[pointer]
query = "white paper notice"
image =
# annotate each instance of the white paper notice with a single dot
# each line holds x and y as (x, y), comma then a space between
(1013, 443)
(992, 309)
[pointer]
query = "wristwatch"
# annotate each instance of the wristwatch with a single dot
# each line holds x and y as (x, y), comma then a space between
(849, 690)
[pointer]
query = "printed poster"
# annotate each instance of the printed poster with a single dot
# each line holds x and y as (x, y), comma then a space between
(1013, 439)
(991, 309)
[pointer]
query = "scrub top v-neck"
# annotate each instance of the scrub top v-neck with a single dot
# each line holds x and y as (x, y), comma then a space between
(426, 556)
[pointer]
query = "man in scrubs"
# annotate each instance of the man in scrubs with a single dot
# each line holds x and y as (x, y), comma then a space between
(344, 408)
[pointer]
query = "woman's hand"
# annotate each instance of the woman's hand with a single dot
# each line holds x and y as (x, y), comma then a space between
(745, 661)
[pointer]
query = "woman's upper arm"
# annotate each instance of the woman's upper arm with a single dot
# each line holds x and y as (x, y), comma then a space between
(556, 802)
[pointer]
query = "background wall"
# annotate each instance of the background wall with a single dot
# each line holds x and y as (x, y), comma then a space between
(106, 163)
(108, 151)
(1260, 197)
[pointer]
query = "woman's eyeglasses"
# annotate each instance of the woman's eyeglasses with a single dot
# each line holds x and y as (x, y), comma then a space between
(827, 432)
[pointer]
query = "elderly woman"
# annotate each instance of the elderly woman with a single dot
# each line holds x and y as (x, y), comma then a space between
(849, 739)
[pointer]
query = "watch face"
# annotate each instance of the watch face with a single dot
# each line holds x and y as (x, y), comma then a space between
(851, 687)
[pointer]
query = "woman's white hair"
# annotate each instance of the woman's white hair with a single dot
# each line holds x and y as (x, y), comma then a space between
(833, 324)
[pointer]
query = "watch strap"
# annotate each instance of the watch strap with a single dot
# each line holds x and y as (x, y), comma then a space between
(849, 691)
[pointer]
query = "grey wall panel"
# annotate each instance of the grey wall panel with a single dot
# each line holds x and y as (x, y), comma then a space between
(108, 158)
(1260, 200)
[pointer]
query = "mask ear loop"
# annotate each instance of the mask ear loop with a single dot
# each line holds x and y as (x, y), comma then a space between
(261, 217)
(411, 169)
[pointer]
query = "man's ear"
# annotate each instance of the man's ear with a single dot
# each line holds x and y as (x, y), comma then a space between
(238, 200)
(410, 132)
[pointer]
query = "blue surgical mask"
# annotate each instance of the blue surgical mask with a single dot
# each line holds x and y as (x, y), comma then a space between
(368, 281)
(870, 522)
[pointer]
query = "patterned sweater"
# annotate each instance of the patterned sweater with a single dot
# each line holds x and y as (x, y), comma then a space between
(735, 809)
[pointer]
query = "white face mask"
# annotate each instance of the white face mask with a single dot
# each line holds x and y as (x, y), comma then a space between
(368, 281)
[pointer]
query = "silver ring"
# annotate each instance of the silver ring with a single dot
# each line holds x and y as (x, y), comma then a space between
+ + + + +
[PROBLEM DETAILS]:
Could you please copy the lines above exactly, beginning at the first and ending at the line that contains "# annotate each instance of the background"?

[ANSWER BOX]:
[pointer]
query = "white paper notice"
image =
# annotate each instance of the white paper notice with a single dot
# each line holds x and y as (x, y), comma then a space between
(1013, 443)
(992, 309)
[pointer]
query = "wristwatch"
# annotate each instance of the wristwatch with a single dot
# each line holds x and y as (x, y), comma then a space between
(849, 690)
[pointer]
query = "printed poster"
# annotate each instance of the printed poster with a single dot
# each line holds x and y as (x, y), comma then a space between
(1013, 439)
(991, 309)
[pointer]
query = "scrub top v-neck"
# annotate each instance of the scrub top v-neck with a single dot
# each line holds x and y as (x, y), comma then a space between
(426, 556)
[pointer]
query = "man in scrubs"
# annotate each instance of the man in scrubs with a single dot
# each line holds x and y as (x, y), comma then a space between
(344, 408)
[pointer]
query = "woman's hand"
# annotate each instance of the woman's hand with a single dot
# each line holds x and y as (x, y), comma then a space between
(745, 661)
[pointer]
query = "woman's upper arm"
# annotate each instance of the woman's upper arm with a single dot
# each line holds x and y as (x, y), comma then a space between
(556, 802)
[pointer]
query = "background wall"
# annotate each instance of the background wall with a single dot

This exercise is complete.